Given instruction: Continue the forum question below about shrinking a large Django text field in PostgreSQL, starting right after its last line. Ignore the listing that follows the question.

Extract:
━━━━━━━━━━

Notes:
I have a django model on PostgreSQL having:
raw_data = models.TextField(_("raw_data"), default='')
It just storing some raw data which can be 1K - 200K.
I have 50 millions rows.
Req:
- I need to decrease size of data in database.
Questions:
How can I tell what consume most data over all database ?
Should I use a string compression before storing the data ?
2.1 I saw here: Text compression in PostgreSQL that it get compressed anyway, is that true ?
2.2 I did some python code compression, I am not sure if changing bytes to string type can cause in lossing data:
def shrink_raw_data(username):
follower_data = get_string_from_database()
text = json.dumps(follower_data).encode('utf-8') # outputs as a bytes
# Checking size of text
text_size = sys.getsizeof(text)
print("\nsize of original text", text_size)
# Compressing text
compressed = str(zlib.compress(text, 9))

━━━━━━━━━━

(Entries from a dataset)
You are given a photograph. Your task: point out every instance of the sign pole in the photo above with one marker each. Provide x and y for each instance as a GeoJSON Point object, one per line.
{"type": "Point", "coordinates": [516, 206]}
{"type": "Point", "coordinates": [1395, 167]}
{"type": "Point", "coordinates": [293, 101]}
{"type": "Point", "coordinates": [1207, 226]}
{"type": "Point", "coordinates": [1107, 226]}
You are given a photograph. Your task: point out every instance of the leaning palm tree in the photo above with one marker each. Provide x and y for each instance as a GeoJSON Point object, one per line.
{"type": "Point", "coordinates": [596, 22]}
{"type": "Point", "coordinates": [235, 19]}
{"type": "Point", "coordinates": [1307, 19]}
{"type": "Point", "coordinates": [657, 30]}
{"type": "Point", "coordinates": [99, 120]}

━━━━━━━━━━

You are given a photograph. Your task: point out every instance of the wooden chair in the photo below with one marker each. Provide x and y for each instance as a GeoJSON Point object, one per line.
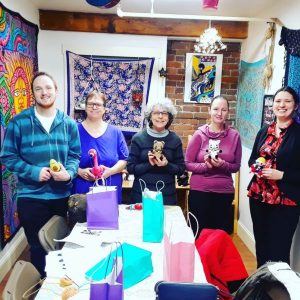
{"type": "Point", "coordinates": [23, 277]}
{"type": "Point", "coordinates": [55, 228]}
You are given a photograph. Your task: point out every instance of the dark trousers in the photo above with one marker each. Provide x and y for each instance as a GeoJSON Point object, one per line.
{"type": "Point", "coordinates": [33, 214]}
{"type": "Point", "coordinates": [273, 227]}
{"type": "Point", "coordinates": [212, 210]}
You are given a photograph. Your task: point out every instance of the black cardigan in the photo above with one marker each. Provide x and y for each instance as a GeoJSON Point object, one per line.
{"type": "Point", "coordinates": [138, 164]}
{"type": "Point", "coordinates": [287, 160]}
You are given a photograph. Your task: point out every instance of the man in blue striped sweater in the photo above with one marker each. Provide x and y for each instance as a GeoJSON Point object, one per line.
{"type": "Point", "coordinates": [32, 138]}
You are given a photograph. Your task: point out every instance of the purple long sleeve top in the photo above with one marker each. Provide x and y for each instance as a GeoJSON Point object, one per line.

━━━━━━━━━━

Response to this exercise:
# store String in database
# Checking size of text after compression
csize = sys.getsizeof(compressed)
print("\nsize of compressed text", csize)
# Decompressing text
decompressed = zlib.decompress(compressed)
# Checking size of text after decompression
dsize = sys.getsizeof(decompressed)
print("\nsize of decompressed text", dsize)
print("\nDifference of size= ", text_size - csize)
follower_data_reload = json.loads(decompressed)
print(follower_data_reload == follower_data)
2.3 since my data is stored as a string in the db, is this line "str(zlib.compress(text, 9))" VALID ?